• [SHORT TASK]
Report every line of the data below that contains the word "shirt", copying each one in full, and treat case as significant.

• [DATASET EXCERPTS]
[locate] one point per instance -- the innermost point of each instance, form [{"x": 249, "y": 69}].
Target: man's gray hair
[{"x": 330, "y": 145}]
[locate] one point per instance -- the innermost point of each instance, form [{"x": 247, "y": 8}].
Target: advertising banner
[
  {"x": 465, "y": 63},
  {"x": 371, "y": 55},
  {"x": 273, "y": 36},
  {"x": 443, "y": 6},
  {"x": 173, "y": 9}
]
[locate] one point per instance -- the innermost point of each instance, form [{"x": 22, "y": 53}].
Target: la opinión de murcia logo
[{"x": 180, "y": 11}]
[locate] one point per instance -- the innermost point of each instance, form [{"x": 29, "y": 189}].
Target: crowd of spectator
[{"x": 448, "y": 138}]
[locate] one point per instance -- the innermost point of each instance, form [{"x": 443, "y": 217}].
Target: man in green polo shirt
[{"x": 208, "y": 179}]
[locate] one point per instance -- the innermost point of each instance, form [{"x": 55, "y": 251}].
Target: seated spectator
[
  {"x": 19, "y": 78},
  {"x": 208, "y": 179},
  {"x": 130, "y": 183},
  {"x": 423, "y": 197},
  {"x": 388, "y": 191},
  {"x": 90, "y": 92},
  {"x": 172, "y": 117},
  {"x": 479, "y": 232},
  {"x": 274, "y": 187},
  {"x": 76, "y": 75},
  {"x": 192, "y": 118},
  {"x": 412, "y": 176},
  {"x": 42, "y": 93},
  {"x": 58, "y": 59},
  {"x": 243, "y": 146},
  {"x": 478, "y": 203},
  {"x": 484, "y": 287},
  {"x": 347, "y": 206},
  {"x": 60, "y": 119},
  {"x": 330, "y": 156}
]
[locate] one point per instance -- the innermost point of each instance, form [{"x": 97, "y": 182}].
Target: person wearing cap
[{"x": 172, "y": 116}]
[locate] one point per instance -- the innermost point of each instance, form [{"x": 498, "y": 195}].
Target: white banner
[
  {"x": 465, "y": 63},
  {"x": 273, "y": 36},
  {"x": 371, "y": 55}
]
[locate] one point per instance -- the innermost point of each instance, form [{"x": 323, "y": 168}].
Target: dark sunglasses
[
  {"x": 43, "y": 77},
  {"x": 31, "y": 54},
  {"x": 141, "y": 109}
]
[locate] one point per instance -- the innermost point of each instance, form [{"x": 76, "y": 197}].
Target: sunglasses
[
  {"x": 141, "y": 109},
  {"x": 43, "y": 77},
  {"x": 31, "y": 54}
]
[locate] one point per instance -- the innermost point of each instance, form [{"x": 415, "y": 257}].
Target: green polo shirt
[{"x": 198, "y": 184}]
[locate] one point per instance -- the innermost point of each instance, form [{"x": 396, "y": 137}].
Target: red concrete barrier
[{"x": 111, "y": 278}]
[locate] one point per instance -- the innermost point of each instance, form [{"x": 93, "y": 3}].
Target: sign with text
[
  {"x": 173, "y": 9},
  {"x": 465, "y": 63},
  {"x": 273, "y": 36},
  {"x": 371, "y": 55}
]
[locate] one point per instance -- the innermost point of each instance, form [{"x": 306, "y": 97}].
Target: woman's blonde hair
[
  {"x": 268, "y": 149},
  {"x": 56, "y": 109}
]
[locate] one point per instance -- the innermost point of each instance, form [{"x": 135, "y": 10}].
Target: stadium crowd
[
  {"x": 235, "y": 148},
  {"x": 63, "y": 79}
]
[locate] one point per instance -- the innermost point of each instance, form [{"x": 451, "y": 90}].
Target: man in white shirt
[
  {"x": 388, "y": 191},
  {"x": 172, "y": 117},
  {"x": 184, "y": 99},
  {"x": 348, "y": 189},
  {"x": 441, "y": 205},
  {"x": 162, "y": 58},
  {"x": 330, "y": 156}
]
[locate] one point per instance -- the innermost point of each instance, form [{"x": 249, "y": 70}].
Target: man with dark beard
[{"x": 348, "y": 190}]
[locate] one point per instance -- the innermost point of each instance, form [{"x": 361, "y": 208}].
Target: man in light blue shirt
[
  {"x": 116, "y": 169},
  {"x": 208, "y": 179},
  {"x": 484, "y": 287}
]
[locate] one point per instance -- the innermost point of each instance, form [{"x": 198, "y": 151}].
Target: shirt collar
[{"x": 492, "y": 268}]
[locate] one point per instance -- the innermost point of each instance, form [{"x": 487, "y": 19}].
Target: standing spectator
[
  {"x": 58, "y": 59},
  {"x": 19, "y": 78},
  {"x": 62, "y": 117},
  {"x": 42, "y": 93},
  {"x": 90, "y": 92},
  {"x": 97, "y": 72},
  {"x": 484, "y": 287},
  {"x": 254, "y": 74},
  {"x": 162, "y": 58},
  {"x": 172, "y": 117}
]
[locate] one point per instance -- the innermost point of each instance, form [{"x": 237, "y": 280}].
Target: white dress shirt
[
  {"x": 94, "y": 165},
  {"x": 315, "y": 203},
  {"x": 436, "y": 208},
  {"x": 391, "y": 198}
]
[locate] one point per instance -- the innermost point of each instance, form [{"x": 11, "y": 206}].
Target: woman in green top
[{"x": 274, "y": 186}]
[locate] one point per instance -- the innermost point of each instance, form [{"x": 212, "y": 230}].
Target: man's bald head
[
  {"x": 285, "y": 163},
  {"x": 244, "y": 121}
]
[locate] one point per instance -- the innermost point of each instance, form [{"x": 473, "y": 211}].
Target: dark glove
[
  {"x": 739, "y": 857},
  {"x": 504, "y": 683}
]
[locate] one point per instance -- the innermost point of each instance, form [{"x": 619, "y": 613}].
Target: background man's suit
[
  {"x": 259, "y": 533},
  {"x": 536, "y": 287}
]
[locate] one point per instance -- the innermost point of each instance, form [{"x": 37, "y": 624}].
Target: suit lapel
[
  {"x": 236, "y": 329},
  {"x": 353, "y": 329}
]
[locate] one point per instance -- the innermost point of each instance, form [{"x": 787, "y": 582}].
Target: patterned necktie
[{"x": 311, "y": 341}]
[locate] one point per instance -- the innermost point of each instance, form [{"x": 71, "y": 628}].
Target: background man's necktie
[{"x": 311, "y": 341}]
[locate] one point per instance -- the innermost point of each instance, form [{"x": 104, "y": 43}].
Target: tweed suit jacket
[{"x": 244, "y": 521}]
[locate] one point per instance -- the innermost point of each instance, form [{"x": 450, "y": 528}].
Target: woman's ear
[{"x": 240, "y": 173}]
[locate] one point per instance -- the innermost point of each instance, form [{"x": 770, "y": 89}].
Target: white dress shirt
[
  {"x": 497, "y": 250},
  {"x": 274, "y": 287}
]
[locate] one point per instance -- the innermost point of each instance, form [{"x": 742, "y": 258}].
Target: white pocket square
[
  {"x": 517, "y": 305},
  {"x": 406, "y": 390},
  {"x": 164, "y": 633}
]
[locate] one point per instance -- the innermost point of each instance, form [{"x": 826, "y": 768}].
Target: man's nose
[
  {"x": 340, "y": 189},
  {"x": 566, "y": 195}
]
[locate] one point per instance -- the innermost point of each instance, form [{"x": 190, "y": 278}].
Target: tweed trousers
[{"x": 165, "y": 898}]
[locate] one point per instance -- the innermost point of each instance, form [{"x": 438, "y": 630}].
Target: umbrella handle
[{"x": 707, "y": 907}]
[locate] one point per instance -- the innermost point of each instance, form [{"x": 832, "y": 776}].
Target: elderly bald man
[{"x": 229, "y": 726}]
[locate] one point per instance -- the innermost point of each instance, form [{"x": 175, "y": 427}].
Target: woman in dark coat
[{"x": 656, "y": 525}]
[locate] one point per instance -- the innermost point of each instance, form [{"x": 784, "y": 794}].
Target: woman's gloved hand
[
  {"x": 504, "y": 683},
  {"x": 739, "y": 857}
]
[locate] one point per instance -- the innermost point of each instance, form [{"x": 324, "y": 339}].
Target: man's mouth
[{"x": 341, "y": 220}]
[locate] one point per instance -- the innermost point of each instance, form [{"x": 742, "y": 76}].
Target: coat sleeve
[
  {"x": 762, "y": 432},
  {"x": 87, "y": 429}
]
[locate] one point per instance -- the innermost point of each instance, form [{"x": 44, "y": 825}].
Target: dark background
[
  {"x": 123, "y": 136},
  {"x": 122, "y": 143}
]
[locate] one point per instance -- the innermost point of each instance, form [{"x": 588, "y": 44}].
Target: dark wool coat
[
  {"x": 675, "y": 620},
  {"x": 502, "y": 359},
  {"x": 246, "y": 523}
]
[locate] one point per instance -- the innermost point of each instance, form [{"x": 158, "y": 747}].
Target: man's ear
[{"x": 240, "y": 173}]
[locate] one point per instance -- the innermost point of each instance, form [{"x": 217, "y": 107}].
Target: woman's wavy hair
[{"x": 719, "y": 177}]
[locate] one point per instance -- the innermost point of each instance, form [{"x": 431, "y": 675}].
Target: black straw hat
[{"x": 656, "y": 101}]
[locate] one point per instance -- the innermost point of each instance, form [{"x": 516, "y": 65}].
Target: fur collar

• [RESPONSE FOR THIS EXERCISE]
Target: man in green polo shirt
Target: green polo shirt
Target: man in white shirt
Target: man in light blue shirt
Target: shirt collar
Target: white dress shirt
Target: white dress shirt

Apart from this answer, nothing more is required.